*** Data supplied

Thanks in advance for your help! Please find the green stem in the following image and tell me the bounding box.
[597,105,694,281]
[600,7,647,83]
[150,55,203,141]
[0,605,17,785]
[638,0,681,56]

******
*** Data supplied

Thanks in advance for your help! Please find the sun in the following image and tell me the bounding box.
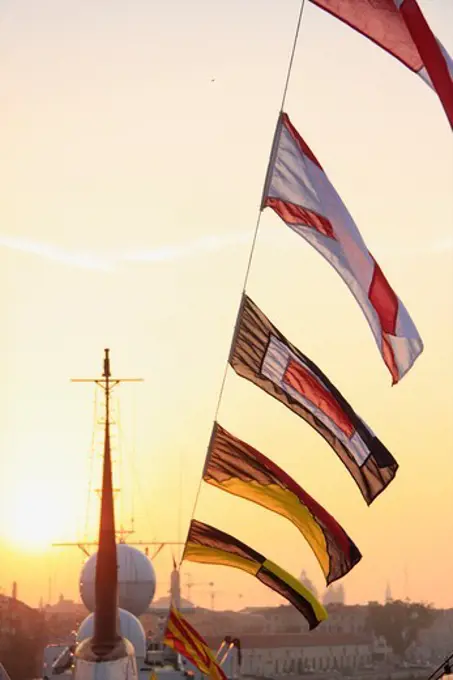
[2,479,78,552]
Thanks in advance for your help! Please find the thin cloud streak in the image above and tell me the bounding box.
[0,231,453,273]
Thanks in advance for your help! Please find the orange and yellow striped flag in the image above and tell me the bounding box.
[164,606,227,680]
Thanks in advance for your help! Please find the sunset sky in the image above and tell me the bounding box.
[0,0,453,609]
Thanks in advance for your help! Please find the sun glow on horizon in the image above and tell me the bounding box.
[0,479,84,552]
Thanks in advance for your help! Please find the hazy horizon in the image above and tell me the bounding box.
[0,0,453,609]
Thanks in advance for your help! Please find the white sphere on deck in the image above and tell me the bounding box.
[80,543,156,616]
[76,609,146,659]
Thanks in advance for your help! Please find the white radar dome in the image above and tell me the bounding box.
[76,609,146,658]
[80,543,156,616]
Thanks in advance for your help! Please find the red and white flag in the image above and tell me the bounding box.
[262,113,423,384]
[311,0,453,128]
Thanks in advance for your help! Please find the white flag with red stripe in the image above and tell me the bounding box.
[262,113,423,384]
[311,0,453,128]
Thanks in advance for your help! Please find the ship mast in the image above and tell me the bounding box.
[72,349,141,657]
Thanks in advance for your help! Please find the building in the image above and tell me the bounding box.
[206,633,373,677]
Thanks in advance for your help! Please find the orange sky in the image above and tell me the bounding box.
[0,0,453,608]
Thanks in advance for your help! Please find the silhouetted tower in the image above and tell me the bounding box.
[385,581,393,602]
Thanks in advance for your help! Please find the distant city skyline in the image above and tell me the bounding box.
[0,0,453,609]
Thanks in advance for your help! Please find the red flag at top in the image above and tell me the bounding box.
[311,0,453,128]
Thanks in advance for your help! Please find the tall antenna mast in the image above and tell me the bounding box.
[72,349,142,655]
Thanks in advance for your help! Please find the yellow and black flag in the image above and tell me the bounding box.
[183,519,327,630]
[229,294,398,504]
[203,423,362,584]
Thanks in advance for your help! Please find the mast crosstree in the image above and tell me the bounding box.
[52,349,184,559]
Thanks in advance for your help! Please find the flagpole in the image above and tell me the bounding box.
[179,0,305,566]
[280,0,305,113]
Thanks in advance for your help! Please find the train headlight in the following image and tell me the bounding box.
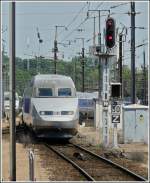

******
*** Data supplied

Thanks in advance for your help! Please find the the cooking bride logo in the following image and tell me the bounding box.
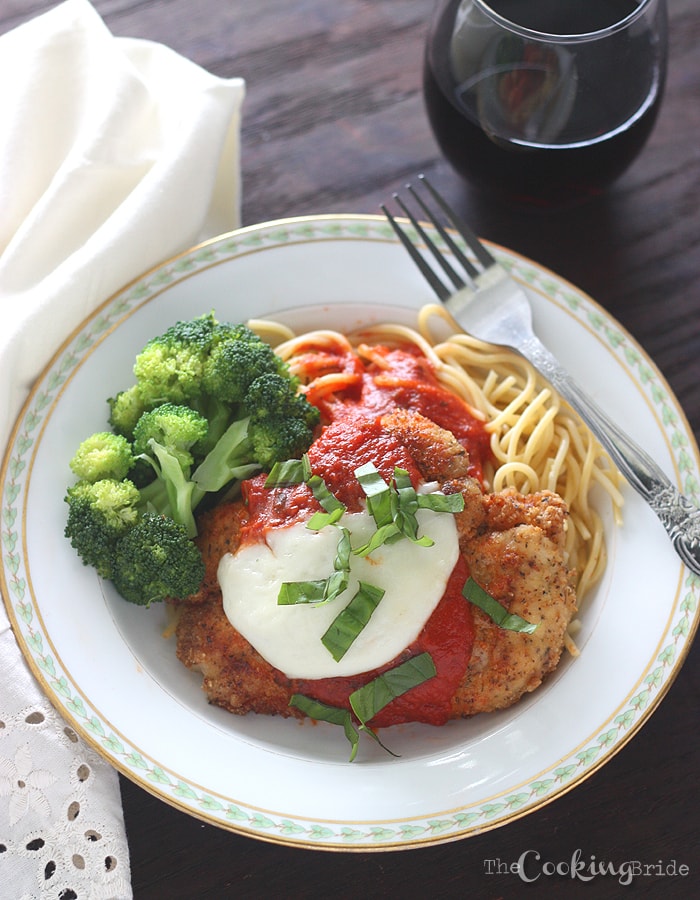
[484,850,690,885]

******

> Problem to solve
Pick out and copy every line of the material that contains the word "following". Case counts.

> Correct answer
Thanks in advance for your help! Please find the green stem in the following image and tell me the bounding box.
Thanks in advance for your help! Please find the sun in the following image and tell me the bounding box.
Thanks in advance for your help! Please find the train headlight in the following image and tell me the bounding box.
Thanks in advance for your help! Please find the the cooking bride logo in the following image and tell me the bounding box.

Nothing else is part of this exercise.